Please continue the text on tourism in Bali below, picking up after its last sentence and before the records begin.

## Document extract

··········

Although I only witnessed this at the waterfall, I am told by other visitors as well as a hotel owner, that instagram increasingly shapes the production of tourist locations and experiences. At the special “white sand beach” in Padang Bai a majority of the visitors at any given moment seemed to be taking pictures of themselves, which was also the preoccupation at sunset at Seminyak Beach.

Hotels produce arrangements of plants and objects to satisfy the stereotype expectation of tropical serenity, and this does have some basis in the aesethetic presentation of entryways to middle-class homes in our neighborhood.

Long-time expat residents tell me that local Balinese have found their wells dried up because the tourist resorts suck the water. Tourists complain about harassment by vendors offering taxi rides and trinkets.

The prices for food and coffee in the touristic areas are about 10% cheaper than Berlin. Two uber-clones: GoJet and Grab employ motorcycle workers to offer taxi, food delivery, and courier services, often costing less than €1 per trip, to the consternation of local registered taxis.

Tourists on motorcycles do not know the Balinese traffic culture, and thereby pose carefree hazards.

I have to admit that on my one trip to the ultratouristic Seminyak Beach, I very much enjoyed lounging on the sand in a bean-bag chair under an umbrella, with loud techno music, cool breeze from the water, and no bugs – even though the watermelon juice was diluted and 4x the price in neighborhood.

A driver tells me about tourist women who pressure him to have sex like an exotic trinket. “We marry for love. Marriage is sacred to us. Our families support us during rough times. Facebook is causing divorce.”

In Padang Bai live a number of foreigners who run businesses for the tourist industry. There are a handful of European widows. Like most Westerners they dress very poorly relative to the locals, using the heat as an excuse for immodesty and dishevelment.

··········

[Dataset entries]
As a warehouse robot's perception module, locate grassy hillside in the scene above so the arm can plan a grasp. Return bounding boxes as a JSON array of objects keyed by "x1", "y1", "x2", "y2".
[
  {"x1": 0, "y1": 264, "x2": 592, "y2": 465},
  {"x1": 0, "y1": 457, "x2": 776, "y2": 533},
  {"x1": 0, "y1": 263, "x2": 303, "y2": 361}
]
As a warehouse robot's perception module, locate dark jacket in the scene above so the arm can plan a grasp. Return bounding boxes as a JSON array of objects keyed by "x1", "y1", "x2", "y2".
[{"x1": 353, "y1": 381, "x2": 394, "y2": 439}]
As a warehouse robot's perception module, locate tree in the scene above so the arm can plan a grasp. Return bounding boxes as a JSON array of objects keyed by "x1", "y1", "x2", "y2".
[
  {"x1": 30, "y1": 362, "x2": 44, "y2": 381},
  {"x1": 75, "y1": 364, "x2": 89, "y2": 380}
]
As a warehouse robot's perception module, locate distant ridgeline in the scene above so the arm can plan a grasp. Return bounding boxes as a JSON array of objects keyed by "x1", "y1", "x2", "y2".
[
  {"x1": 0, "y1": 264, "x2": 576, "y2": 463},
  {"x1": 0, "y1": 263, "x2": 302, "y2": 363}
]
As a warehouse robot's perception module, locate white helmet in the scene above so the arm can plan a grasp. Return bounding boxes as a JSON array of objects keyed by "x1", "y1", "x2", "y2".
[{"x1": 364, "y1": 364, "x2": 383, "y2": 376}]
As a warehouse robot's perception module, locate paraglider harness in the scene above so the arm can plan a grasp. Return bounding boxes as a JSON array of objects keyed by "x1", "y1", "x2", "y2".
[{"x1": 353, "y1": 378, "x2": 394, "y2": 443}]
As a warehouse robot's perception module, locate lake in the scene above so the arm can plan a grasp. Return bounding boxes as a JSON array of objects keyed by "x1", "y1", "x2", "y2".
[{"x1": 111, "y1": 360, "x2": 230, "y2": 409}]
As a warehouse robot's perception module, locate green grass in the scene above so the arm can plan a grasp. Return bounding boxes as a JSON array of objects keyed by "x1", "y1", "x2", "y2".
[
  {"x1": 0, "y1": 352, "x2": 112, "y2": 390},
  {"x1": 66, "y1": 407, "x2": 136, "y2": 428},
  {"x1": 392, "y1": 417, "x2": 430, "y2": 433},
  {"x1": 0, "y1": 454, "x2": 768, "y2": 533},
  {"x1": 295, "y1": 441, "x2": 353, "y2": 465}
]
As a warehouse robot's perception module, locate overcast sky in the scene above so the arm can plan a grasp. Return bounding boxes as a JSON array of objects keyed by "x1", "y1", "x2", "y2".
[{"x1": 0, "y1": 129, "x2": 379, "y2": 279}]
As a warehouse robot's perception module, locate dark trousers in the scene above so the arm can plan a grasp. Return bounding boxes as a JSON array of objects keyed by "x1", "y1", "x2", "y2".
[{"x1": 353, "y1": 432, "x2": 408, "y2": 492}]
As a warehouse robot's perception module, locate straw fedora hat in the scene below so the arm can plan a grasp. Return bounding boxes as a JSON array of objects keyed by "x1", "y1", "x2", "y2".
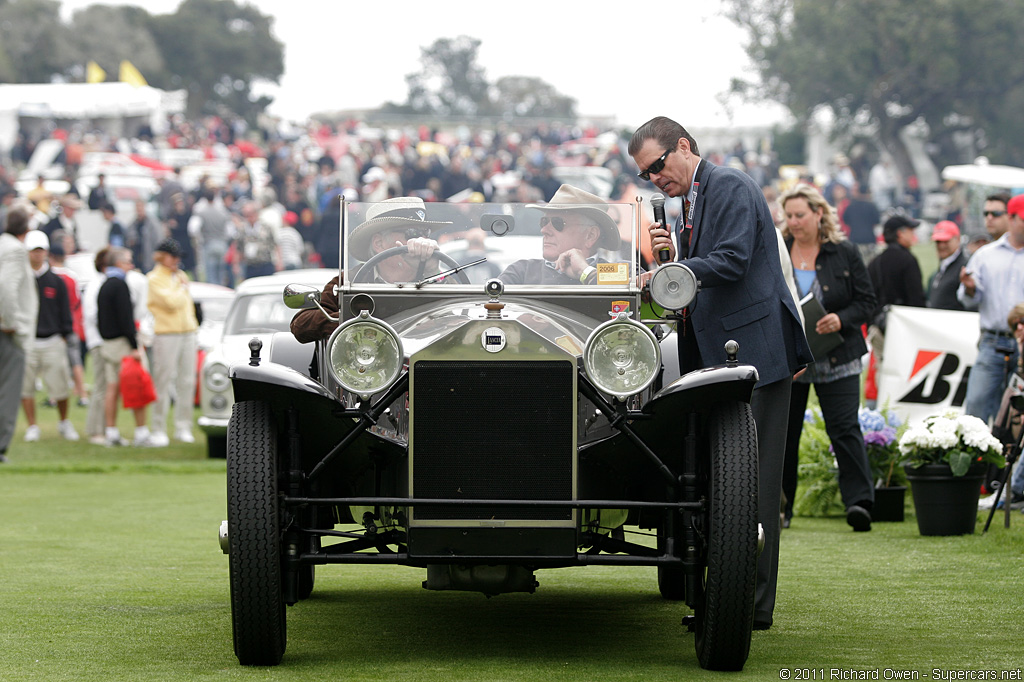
[
  {"x1": 348, "y1": 197, "x2": 452, "y2": 261},
  {"x1": 526, "y1": 184, "x2": 621, "y2": 251}
]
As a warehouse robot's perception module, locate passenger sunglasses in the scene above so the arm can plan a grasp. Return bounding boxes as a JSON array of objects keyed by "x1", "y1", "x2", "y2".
[{"x1": 637, "y1": 148, "x2": 675, "y2": 180}]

··········

## Exercise response
“Another day in Paradise”, they like to say. I’m not sure what they are talking about. If you stay in a touristic resort you get an image of paradise. But warm weather doesn’t soothe my concerns with inequality.

They dance impulsively. I understand that abandoned women may grasp a certain mercenary freedom. But there is something more that discomforts me. I feel that the foreigners sense of “freedom” here, is rooted in racism. Back home I couldn’t dress or move like this. I would have to follow some decorum.

They “let it all hang out”. Isn’t this what one is supposed to do at home, not outside? Who feels the need to break the rules, but doesn’t have the courage to do it in their own society? So they go to a place where “it doesn’t matter what you do.” What that means in reality is “I don’t care if these people laugh at me. Here I am free because these people don’t matter.” Doesn’t that logic depend on racism?

No surprise then that the foreigners who persistently ignore the structure of dignity here find the locals make unreliable employees.

Food & Agriculture

“I don’t know. Eat it.”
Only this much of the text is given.